Direction | Rewrite the entries from the line containing "Field log: drop a marker on each instance of the blue" through the final entry, changing "drop a marker" to "place a pin" and keeping everything else unchanged.

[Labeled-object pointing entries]
╭──

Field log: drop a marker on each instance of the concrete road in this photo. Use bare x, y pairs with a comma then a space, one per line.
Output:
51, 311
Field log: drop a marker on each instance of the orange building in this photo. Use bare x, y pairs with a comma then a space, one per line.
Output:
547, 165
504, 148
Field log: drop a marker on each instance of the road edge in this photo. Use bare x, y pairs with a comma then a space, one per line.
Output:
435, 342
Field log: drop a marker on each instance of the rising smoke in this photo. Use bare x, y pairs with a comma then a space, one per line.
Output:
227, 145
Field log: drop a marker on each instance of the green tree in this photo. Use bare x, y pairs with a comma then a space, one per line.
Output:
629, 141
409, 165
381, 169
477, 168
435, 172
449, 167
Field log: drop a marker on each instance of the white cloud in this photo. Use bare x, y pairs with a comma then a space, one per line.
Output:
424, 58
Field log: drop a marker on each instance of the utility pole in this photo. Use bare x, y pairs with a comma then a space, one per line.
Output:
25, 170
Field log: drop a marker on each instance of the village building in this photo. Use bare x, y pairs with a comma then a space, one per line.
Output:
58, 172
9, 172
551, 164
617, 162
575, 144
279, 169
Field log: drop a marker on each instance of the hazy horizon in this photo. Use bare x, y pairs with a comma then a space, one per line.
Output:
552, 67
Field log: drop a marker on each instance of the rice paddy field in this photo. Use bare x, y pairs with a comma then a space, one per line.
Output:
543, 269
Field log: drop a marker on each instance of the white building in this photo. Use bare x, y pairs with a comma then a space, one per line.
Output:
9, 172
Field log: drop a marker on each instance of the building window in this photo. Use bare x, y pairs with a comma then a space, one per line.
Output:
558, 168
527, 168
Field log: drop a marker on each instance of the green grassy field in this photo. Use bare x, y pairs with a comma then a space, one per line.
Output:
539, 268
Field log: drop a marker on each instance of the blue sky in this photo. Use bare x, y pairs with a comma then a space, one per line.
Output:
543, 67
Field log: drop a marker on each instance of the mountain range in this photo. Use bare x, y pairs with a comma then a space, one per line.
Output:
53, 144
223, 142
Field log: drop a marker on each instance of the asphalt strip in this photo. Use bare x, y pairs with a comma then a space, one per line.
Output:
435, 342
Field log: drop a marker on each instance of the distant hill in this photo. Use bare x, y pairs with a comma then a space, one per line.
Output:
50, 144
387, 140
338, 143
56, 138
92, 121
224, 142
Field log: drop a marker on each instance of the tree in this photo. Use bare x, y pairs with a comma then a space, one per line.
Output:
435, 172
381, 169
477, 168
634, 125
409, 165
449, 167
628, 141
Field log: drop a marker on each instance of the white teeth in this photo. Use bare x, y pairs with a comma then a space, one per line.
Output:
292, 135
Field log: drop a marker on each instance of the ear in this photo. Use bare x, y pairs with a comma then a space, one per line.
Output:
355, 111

╰──

Result below |
Field log: place a pin on each instance of the blue sky in this photo. Use bare x, y pairs with a comma then a space, one per line.
Output:
543, 67
Field log: place a pin on each instance of the mountain range in this photo. Use bare x, y pairs with a comma then a space, one per line.
Output:
53, 144
223, 142
Field log: place a pin on each instance of the asphalt strip in this photo. Use bare x, y pairs with a comma then a space, one per line.
Output:
435, 342
Field log: place a pin on each instance of the distant hill in this photo. Use bare x, y pairs with a comma then a space, one per line.
Output:
50, 144
387, 140
338, 143
56, 138
92, 121
224, 142
Field log: place a pin on each instance of the tree in this photo. Use bare x, y pairs with a comma then a space, one per line.
Output:
435, 172
381, 169
477, 168
634, 125
409, 165
449, 167
628, 141
Field log: place a pin on each instance of the white teeth in this photo. Use bare x, y pairs with a comma then a space, one per line.
Output:
292, 135
Field log: place a pin on each instance of the ear in this photo. Use bare x, y pairs with a comma then a space, one per line.
Output:
355, 111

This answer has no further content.